--- PASSAGE GIVEN ---
Thread: conflict with recovery when delay is gone

conflict with recovery when delay is gone

From
Radoslav Nedyalkov
Date:
Hi Forum,all
On a very busy master-standby setup which runs typical olap processing -
long living , massive writes statements,  we're getting on the standby:

 ERROR:  canceling statement due to conflict with recovery
 FATAL:  terminating connection due to conflict with recovery

The weird thing is that cancellations happen usually after standby has experienced 
some huge delay(2h), still not at the allowed maximum(3h). Even recently run statements
got cancelled when the delay is already at zero.

Sometimes the situation got relaxed after an hour or so.
Restarting the server instantly helps.

It is pg11.8, centos7, hugepages, shared_buffers 196G from 748G.

What phenomenon could we be facing?

Thank you,
Rado

Re: conflict with recovery when delay is gone

From
Laurenz Albe
Date:
On Fri, 2020-11-13 at 15:24 +0200, Radoslav Nedyalkov wrote:
> On a very busy master-standby setup which runs typical olap processing -
> long living , massive writes statements,  we're getting on the standby:
> 
>  ERROR:  canceling statement due to conflict with recovery
>  FATAL:  terminating connection due to conflict with recovery
> 
> The weird thing is that cancellations happen usually after standby has experienced 
> some huge delay(2h), still not at the allowed maximum(3h). Even recently run statements
> got cancelled when the delay is already at zero.
> 
> Sometimes the situation got relaxed after an hour or so.
> Restarting the server instantly helps.
> 
> It is pg11.8, centos7, hugepages, shared_buffers 196G from 748G.
> 
> What phenomenon could we be facing?

Hard to say.  Perhaps an unusual kind of replication conflict?

What is in "pg_stat_database_conflicts" on the standby server?

Yours,
Laurenz Albe
-- 
Cybertec | https://www.cybertec-postgresql.com




Re: conflict with recovery when delay is gone

From
Radoslav Nedyalkov
Date:


On Fri, Nov 13, 2020 at 7:37 PM Laurenz Albe <laurenz.albe@cybertec.at> wrote:
On Fri, 2020-11-13 at 15:24 +0200, Radoslav Nedyalkov wrote:
> On a very busy master-standby setup which runs typical olap processing -
> long living , massive writes statements,  we're getting on the standby:
>
>  ERROR:  canceling statement due to conflict with recovery
>  FATAL:  terminating connection due to conflict with recovery
>
> The weird thing is that cancellations happen usually after standby has experienced
> some huge delay(2h), still not at the allowed maximum(3h). Even recently run statements
> got cancelled when the delay is already at zero.
>
> Sometimes the situation got relaxed after an hour or so.
> Restarting the server instantly helps.
>
> It is pg11.8, centos7, hugepages, shared_buffers 196G from 748G.
>
> What phenomenon could we be facing?

Hard to say.  Perhaps an unusual kind of replication conflict?

What is in "pg_stat_database_conflicts" on the standby server?

--- PROBLEM A ---
Which lines in the records below contain the string "point"? Extract each such line, matching case exactly.

--- TASK INPUTS ---
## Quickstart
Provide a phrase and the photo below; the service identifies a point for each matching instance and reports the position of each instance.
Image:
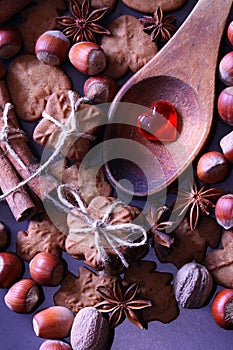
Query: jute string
(70, 128)
(9, 133)
(101, 227)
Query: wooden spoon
(182, 73)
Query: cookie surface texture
(31, 83)
(128, 47)
(149, 6)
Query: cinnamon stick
(20, 202)
(21, 148)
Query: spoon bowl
(183, 74)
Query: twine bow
(101, 227)
(8, 133)
(71, 128)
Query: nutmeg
(225, 105)
(226, 145)
(52, 47)
(193, 284)
(212, 167)
(55, 345)
(46, 269)
(88, 58)
(90, 330)
(23, 296)
(100, 89)
(53, 323)
(10, 42)
(10, 269)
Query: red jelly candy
(160, 123)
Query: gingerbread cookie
(87, 120)
(128, 47)
(41, 236)
(220, 261)
(38, 18)
(190, 244)
(31, 83)
(156, 287)
(78, 292)
(91, 181)
(94, 243)
(149, 6)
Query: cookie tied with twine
(104, 233)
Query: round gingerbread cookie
(31, 83)
(128, 47)
(149, 6)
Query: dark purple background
(192, 330)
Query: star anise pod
(158, 223)
(82, 26)
(158, 26)
(121, 302)
(196, 201)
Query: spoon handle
(191, 54)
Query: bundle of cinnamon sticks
(16, 163)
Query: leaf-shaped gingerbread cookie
(188, 244)
(78, 292)
(220, 261)
(149, 6)
(128, 47)
(156, 287)
(41, 236)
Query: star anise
(196, 201)
(122, 302)
(158, 26)
(156, 217)
(82, 26)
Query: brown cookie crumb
(41, 236)
(79, 292)
(190, 244)
(31, 83)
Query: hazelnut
(54, 322)
(100, 89)
(3, 237)
(225, 105)
(10, 42)
(193, 284)
(212, 167)
(54, 345)
(10, 269)
(88, 58)
(22, 296)
(222, 307)
(226, 69)
(226, 144)
(230, 33)
(52, 47)
(46, 269)
(224, 211)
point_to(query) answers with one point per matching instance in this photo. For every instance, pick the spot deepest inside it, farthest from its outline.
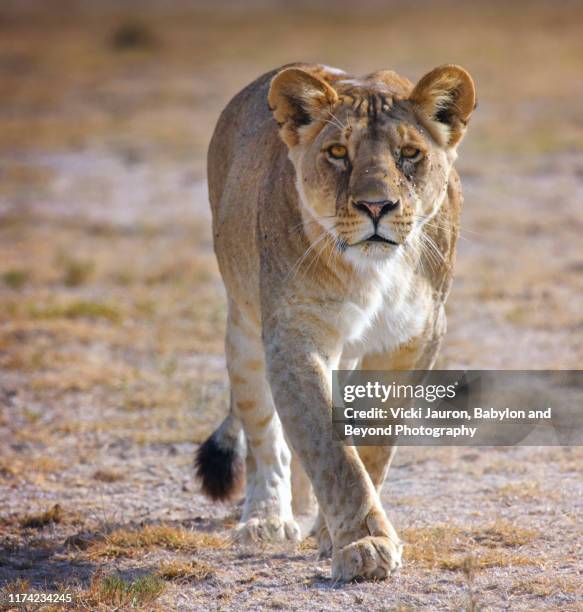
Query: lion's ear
(446, 97)
(296, 98)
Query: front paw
(371, 557)
(272, 529)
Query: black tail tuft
(219, 464)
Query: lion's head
(372, 156)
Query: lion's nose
(376, 210)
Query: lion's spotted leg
(364, 541)
(377, 461)
(267, 513)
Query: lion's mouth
(377, 238)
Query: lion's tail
(220, 461)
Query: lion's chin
(371, 254)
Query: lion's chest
(390, 314)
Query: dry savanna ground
(112, 311)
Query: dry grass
(186, 571)
(42, 519)
(105, 475)
(448, 547)
(544, 586)
(128, 543)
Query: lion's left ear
(446, 97)
(296, 97)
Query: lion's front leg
(364, 541)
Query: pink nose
(376, 210)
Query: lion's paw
(271, 529)
(369, 558)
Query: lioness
(335, 218)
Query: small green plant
(117, 591)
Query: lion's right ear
(296, 98)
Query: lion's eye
(338, 151)
(410, 153)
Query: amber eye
(337, 151)
(410, 152)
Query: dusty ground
(112, 311)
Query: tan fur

--- PROBLEM B ---
Could you carry the thread on standby recovery conflicts forward, starting right after its last line?

--- EXERCISE OUTPUT A ---
Provide a phrase and the photo below; the service identifies a point for each matching instance and reports the position of each instance.
point_to(query) answers with one point per matching instance in this photo. For every instance, pick the spot deepest inside it, farthest from its outline.

--- EXERCISE OUTPUT B ---
db01=# select * from pg_stat_database_conflicts;
 datid |  datname  | confl_tablespace | confl_lock | confl_snapshot | confl_bufferpin | confl_deadlock
-------+-----------+------------------+------------+----------------+-----------------+----------------
 13877 | template0 |                0 |          0 |              0 |               0 |              0
 16400 | template1 |                0 |          0 |              0 |               0 |              0
 16402 | postgres  |                0 |          0 |              0 |               0 |              0
 16401 | db01      |                0 |          0 |             51 |               0 |              0
(4 rows)

On a freshly restarted standby we've just got similar behaviour after a 2 hours delay and a slow catch-up.
confl_snapshots is 51 and we have exactly the same number cancelled statements.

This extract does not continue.